** start EXCERPTED TEXT **

No Kissing Under Water (German: Unter Wasser küßt man nicht) is a 1962 Austrian comedy film directed by Erich Heindl and starring Gunther Philipp, Evi Kent and Rolf Olsen.

The film's sets were designed by the art director Hans Zehetner. Location shooting took place in Greece and Italy.

Synopsis
The owner of a large bank has funded an underwater expedition Mediterranean but is angry when he discovers that his daughter has joined the expedition. He hires an incompetent private detective to track her down and bring her home to Austria.

** end EXCERPTED TEXT **

CHALLENGE 1: Filter the entries and copy every line that contains the word "church". Case counts.

** start ENTRIES SUPPLIED **

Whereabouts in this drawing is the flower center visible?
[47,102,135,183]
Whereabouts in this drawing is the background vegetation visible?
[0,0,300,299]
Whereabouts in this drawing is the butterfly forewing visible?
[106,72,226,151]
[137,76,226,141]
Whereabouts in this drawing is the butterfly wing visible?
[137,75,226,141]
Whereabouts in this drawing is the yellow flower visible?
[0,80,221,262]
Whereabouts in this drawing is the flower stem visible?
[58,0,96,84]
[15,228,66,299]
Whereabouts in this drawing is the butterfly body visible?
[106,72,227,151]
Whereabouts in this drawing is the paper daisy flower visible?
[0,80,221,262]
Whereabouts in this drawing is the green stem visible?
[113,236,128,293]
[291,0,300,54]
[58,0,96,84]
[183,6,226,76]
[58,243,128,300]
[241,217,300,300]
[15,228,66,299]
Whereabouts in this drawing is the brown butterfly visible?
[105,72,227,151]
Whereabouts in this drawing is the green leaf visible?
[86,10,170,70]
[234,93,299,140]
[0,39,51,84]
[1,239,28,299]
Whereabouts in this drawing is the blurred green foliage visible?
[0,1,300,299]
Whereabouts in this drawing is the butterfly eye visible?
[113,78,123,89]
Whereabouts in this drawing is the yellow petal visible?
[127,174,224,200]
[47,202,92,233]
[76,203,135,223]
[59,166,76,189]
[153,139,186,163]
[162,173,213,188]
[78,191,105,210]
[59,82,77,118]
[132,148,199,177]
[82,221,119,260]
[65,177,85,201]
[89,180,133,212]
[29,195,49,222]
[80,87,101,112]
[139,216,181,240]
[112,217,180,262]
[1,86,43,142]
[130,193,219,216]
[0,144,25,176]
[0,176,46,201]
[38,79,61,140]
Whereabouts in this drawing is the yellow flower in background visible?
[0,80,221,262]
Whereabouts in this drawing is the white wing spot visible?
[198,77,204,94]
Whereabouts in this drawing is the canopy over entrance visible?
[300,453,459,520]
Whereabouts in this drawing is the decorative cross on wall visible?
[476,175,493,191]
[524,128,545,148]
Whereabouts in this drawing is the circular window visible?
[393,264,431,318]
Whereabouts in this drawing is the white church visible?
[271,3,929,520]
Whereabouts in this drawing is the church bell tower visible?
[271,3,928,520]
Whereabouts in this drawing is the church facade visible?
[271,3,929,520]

** end ENTRIES SUPPLIED **

CHALLENGE 2: Using the film description, decide whether each statement agrees with it and support each yes or no with the deciding words quoted from it. (a) The sets were designed by Hans Zehetner. (b) Location shooting took place in Spain. (c) The bank owner hires a private detective to bring his daughter home to Austria.

TASK RESULT 1:
Whereabouts in this drawing is the white church visible?
Whereabouts in this drawing is the church bell tower visible?
Whereabouts in this drawing is the church facade visible?

TASK RESULT 2:
(a) Yes: "The film's sets were designed by the art director Hans Zehetner."
(b) No: "Location shooting took place in Greece and Italy."
(c) Yes: "He hires an incompetent private detective to track her down and bring her home to Austria."